**WHAT TO PRODUCE**
Copy every line of the listing below word for word, omitting the pictures.

........

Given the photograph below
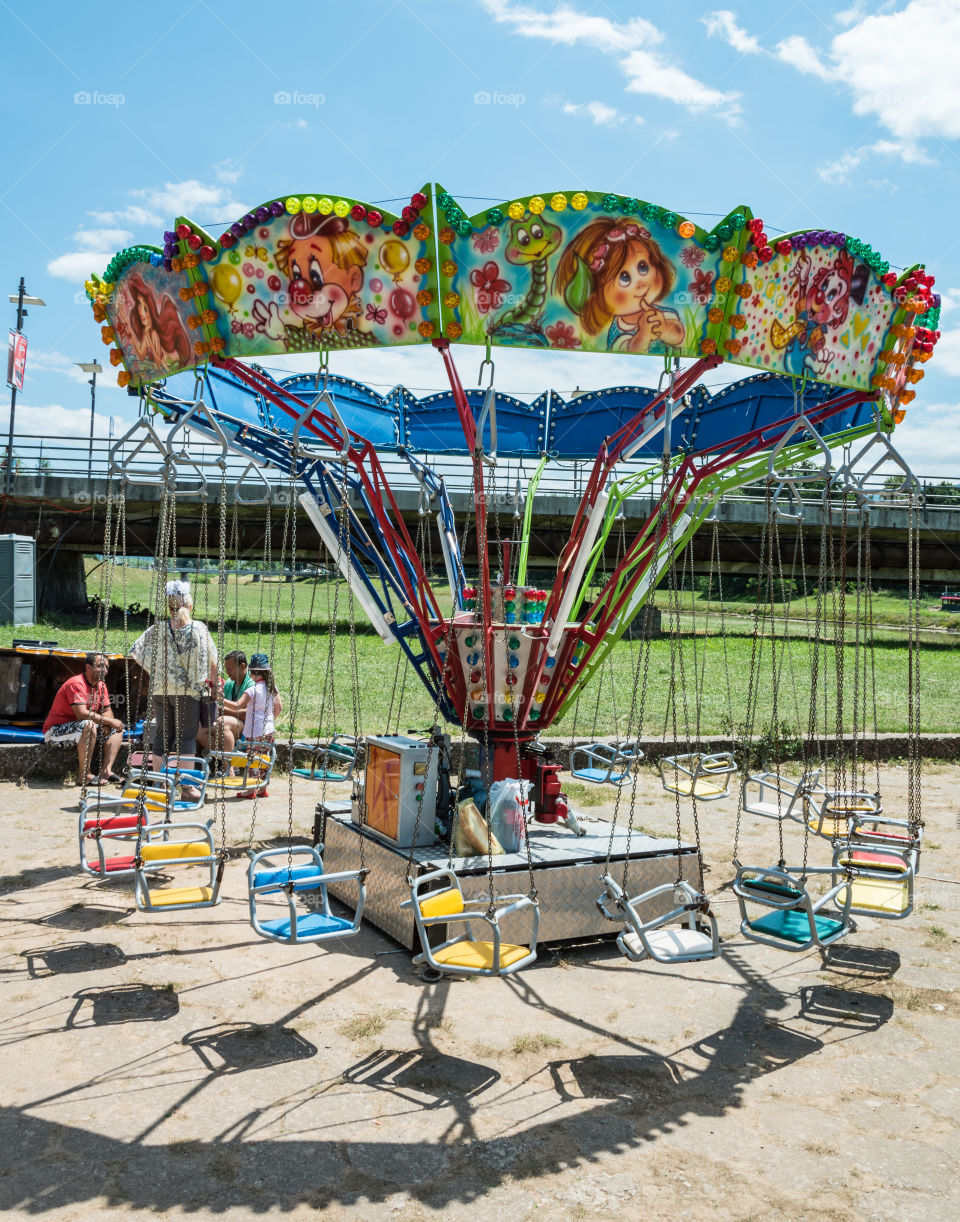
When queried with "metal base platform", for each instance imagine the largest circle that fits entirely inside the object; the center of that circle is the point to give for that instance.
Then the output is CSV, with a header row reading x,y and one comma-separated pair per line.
x,y
567,871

........

**THE REPLY**
Given the photograph below
When queried with "metal base platform", for each instance imagine the largest circle that fits entirely inside the object; the center of that circle is the point to give for that instance.
Then the output is CSV, with a header row reading x,y and one comma-separated pair per line.
x,y
567,871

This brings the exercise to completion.